━━━━━ Selected extract
Member of Parliament for Victoria
- In office 1907–1917
- Preceded by: John Costigan
- Succeeded by: riding dissolved

Member of Parliament for Restigouche—Madawaska
- In office 1917–1925
- Preceded by: first member
- Succeeded by: Arthur Culligan

Personal details
- Born: August 28, 1870 St. Leonard, New Brunswick, Canada
- Died: July 5, 1956 (aged 85)
- Party: Liberal
- Occupation: Lawyer

= Pius Michaud =

Canadian politician

Pius Michaud (August 28, 1870 - July 5, 1956) was a Canadian lawyer and politician who served in the House of Commons of Canada. He represented the electoral district of Victoria from 1907 to 1917, and Restigouche—Madawaska from 1917 to 1925, as a member of the Liberal Party.
━━━━━━━━━━
━━━━━ Data shown
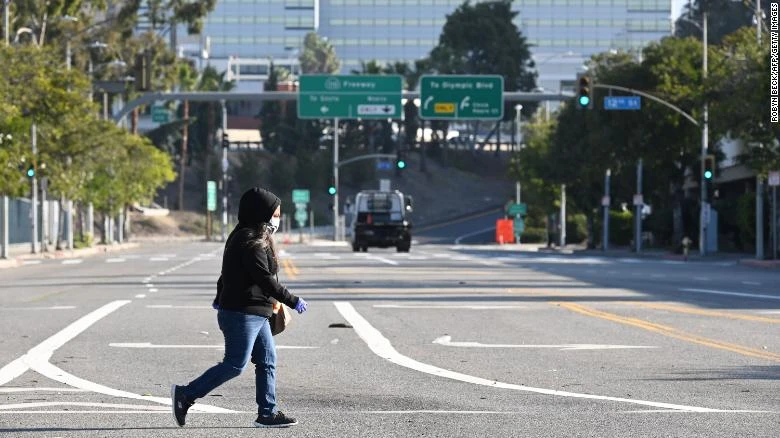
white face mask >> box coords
[268,217,282,234]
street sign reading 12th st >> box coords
━━━━━━━━━━
#### [Your objective]
Rewrite the Pius Michaud biography from "Canadian politician" up to and including "the Liberal Party.", swapping "lawyer" for "attorney".

#### [Problem solution]
Canadian politician

Pius Michaud (August 28, 1870 - July 5, 1956) was a Canadian attorney and politician who served in the House of Commons of Canada. He represented the electoral district of Victoria from 1907 to 1917, and Restigouche—Madawaska from 1917 to 1925, as a member of the Liberal Party.